SOURCE TEXT -
#####

He was a member of the Masonic lodge, Les Neuf Sœurs.
Elected in September 10, 1791 to the Legislative Assembly, Romme aligned himself with the Girondists, but after his election to the National Convention on September 6, 1792, he sided with the Montagnards.
He voted in favour of the death sentence for Louis XVI. Later, in the events leading up to the Reign of Terror, he was arrested by Girondist supporters and was imprisoned in Caen for two months.
During his tenure in National Convention, Romme served in the Comité de l’instruction Publique (Committee of Public Education), where he presented his Republican calendar on September 17, 1793. Aware of their military importance, he also was an early supporter of semaphore telegraphs. He served as president of the Convention from November 21 to December 6, 1793.
Because he was on an assignment to organise gun production for the navy, he had no hand in the coup of 9 Thermidor an II (July 27, 1794), which resulted in the fall of the Robespierre (and ultimately led to the return of the Girondists).

#####

ENTRIES PROVIDED -

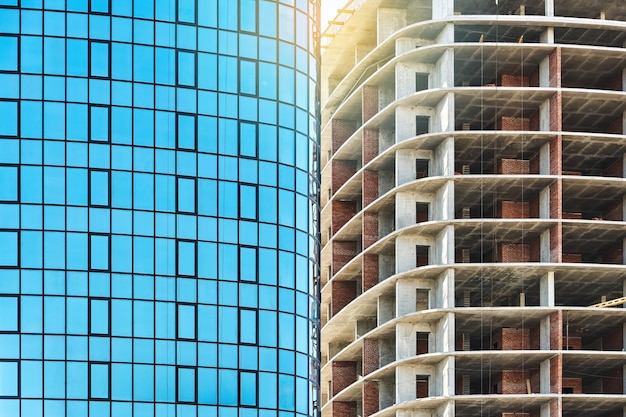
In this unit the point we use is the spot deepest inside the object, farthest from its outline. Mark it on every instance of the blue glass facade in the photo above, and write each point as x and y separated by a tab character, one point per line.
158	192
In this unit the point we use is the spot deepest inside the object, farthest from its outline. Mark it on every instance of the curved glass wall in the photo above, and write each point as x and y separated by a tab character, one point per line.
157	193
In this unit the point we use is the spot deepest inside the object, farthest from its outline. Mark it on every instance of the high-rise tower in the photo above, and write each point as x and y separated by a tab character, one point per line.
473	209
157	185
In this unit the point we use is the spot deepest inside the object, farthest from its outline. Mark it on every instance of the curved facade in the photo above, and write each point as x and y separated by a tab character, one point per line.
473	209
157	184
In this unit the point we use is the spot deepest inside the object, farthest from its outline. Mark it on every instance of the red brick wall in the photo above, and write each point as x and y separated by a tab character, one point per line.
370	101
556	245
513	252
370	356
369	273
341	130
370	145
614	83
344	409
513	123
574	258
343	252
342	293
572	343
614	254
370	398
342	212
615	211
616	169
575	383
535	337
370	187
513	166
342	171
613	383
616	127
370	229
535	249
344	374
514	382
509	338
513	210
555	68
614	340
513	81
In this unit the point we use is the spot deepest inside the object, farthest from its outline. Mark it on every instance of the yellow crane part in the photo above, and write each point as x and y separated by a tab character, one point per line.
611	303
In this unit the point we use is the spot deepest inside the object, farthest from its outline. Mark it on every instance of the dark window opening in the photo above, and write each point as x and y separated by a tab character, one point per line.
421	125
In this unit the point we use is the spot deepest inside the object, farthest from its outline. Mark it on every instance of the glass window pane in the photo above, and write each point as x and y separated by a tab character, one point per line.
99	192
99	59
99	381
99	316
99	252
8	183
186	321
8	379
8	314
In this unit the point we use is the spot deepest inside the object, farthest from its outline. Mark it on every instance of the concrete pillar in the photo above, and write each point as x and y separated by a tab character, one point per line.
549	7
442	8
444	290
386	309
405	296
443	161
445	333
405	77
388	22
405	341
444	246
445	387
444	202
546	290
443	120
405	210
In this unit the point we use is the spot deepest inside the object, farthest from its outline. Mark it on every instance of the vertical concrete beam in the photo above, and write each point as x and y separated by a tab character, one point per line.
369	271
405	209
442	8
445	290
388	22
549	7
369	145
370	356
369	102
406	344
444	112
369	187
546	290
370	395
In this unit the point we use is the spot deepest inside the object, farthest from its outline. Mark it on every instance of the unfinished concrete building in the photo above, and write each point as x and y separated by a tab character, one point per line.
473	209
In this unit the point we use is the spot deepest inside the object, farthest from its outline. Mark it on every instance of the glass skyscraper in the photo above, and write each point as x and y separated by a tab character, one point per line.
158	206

#####

LIST OF TASKS -
[1] Gather every line of the records that contains the word "rise", treating uppercase and lowercase as different.
[2] Resume the passage about Romme's revolutionary career, writing on from its final sentence.

ANSWERS -
[1]
In this unit the point we use is the spot deepest inside the object, farthest from its outline. Mark it on every instance of the high-rise tower in the photo above, and write each point as x and y separated by a tab character, one point per line.

[2]
When rioting sans-culottes, demanding bread and the Jacobin constitution, violently occupied the Convention on Prairial an III (May 20, 1795), Romme supported their demands. This insurrection was quickly put down however, and he and other Montagnards were arrested. While waiting for their trial, the defendants agreed to commit suicide in case of a death sentence.
On Prairial 29 (June 17, 1795), Romme and five others were sentenced to the guillotine. With a knife hidden by Jean-Marie Goujon, he stabbed himself repeatedly while on the staircase leading from the courtroom, and died — his last words are reported to have been "I die for the republic".
In Romme le Montagnard (1833), Marc de Vissac described Romme as a small, awkward and clumsy man with an ill complexion, and a dull orator, but also as possessing a pleasant and instructive style of conversation.